Data entries
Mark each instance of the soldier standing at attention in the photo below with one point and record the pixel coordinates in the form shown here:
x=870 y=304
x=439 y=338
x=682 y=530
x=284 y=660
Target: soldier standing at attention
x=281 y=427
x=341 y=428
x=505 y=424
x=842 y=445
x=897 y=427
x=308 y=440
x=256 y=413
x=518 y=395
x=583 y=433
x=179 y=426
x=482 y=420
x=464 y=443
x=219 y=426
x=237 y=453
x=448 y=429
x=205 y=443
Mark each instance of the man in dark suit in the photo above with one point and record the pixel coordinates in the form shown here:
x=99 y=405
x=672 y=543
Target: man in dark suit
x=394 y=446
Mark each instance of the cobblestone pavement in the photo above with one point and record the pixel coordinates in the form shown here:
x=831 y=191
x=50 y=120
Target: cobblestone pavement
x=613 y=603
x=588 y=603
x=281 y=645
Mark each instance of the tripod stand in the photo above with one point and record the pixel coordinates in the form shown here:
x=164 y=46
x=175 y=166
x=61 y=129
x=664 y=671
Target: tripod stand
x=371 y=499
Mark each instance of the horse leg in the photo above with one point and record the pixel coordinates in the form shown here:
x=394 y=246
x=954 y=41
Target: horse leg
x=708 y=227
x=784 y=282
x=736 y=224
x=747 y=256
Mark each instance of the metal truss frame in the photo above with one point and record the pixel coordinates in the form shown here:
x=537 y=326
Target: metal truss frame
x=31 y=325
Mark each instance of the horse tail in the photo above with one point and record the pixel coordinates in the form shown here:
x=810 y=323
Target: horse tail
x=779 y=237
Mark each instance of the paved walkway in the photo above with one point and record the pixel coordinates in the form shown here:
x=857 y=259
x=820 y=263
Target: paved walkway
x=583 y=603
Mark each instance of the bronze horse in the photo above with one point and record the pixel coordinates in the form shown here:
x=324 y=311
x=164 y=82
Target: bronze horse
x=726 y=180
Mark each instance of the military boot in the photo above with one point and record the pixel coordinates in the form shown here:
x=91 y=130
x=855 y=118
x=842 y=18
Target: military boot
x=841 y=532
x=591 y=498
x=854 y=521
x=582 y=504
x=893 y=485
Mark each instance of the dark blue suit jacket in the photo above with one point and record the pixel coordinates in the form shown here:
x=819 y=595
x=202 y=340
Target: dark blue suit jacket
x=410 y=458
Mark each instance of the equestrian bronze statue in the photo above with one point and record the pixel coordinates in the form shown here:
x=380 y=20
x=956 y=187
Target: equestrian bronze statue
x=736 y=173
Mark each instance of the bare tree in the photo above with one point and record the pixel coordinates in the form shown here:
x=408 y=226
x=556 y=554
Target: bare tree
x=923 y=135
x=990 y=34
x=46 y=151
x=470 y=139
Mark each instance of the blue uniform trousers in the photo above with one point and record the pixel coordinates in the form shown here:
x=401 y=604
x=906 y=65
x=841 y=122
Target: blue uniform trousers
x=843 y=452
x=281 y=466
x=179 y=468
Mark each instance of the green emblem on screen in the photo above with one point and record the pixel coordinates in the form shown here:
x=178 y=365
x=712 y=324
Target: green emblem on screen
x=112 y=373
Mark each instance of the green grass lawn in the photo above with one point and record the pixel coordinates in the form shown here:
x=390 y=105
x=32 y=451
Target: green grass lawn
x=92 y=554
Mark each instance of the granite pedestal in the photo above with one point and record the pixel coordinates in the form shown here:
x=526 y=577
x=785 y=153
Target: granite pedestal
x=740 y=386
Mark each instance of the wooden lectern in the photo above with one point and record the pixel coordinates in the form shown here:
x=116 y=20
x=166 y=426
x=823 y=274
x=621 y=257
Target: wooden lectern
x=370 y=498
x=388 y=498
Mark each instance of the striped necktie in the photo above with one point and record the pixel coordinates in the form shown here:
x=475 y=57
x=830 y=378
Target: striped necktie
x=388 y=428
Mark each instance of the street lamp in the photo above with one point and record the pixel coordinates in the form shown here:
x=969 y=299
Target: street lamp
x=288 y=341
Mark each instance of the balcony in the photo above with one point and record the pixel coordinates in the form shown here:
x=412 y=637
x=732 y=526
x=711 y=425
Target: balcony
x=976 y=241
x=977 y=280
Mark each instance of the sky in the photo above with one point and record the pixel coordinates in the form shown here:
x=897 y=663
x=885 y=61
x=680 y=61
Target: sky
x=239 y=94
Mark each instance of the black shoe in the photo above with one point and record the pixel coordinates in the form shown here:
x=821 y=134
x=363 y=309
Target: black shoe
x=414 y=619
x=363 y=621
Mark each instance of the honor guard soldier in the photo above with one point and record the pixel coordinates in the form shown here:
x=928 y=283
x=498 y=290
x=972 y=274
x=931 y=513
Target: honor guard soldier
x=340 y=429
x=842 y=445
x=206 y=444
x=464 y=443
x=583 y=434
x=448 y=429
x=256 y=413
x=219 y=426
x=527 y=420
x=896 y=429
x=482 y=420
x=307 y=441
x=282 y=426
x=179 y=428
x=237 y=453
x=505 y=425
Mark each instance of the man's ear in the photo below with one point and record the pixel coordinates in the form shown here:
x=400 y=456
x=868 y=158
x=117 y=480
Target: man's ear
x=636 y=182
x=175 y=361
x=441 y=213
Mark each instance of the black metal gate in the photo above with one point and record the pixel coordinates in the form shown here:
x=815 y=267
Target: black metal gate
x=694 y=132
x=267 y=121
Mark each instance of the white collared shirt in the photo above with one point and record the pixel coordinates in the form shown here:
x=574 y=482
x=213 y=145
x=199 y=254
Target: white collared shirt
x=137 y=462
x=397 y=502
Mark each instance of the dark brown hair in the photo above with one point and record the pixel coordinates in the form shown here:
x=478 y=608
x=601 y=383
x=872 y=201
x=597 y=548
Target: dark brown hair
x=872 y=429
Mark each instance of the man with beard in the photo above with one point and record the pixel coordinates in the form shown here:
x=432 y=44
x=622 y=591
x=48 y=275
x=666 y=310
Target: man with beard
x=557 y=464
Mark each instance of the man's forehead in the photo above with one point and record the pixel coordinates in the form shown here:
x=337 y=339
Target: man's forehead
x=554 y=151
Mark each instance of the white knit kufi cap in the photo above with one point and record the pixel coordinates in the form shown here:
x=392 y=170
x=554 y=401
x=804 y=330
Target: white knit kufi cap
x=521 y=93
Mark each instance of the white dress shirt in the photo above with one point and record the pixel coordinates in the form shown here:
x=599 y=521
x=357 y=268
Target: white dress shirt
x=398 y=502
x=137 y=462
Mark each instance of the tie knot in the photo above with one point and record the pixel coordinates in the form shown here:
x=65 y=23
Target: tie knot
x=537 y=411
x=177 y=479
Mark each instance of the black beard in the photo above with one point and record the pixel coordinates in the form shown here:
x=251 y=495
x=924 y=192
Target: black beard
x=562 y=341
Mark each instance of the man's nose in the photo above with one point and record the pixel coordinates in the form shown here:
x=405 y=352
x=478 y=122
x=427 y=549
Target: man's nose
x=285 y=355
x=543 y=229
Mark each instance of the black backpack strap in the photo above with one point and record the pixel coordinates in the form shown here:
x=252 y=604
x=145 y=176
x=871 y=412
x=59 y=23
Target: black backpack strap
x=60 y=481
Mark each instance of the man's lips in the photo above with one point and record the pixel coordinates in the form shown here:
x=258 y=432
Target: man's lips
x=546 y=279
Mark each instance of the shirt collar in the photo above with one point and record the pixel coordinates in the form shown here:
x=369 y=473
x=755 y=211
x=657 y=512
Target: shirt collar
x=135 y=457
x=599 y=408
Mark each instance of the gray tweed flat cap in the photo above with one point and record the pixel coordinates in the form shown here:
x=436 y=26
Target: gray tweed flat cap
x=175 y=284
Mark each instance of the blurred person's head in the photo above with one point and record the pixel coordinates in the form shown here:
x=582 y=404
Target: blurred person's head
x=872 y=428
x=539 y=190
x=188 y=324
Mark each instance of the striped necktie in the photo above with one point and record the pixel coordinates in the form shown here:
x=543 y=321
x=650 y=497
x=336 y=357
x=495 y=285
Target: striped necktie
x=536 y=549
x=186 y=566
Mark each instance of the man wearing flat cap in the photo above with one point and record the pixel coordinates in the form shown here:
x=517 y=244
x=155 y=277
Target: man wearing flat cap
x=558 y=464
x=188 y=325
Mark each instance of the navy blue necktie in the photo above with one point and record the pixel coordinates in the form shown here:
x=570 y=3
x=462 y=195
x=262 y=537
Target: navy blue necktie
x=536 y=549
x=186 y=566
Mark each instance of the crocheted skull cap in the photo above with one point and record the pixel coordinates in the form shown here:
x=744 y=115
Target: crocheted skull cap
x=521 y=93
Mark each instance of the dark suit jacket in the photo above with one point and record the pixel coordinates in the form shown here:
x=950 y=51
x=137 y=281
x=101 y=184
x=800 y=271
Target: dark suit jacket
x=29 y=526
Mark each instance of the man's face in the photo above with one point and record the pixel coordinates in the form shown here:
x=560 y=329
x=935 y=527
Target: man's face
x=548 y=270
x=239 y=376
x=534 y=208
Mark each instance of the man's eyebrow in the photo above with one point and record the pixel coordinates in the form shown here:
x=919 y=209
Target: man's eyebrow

Work to complete | Of the entries listed above, reproduce only the lines starting at the line containing "x=439 y=338" and ending at the line containing "x=537 y=326". Include both, exactly as they stand.

Problem solution |
x=439 y=338
x=682 y=530
x=284 y=660
Target: soldier standing at attention
x=281 y=427
x=341 y=428
x=505 y=424
x=842 y=445
x=897 y=427
x=308 y=440
x=256 y=413
x=518 y=395
x=583 y=433
x=179 y=426
x=482 y=420
x=464 y=443
x=219 y=426
x=237 y=453
x=448 y=429
x=205 y=443
Mark each instance of the man in dark suit in the photo above with one point and record the pixel coordinates in the form shown here:
x=99 y=405
x=672 y=543
Target: man in dark suit
x=394 y=446
Mark each instance of the cobblestone pavement in the photo above with one point and record the pixel coordinates in the form shown here:
x=831 y=191
x=50 y=120
Target: cobblestone pavement
x=613 y=603
x=588 y=603
x=281 y=645
Mark each instance of the tripod stand in the photo above with one point and record the pixel coordinates in the form shown here:
x=164 y=46
x=175 y=166
x=61 y=129
x=664 y=671
Target: tripod stand
x=371 y=499
Mark each instance of the horse leg in the photo above with one point and record the pixel coordinates in the form shown here:
x=394 y=246
x=954 y=41
Target: horse leg
x=708 y=227
x=784 y=282
x=736 y=224
x=747 y=256
Mark each instance of the metal truss frame in the photo above with one point and record the pixel coordinates in the form shown here:
x=537 y=326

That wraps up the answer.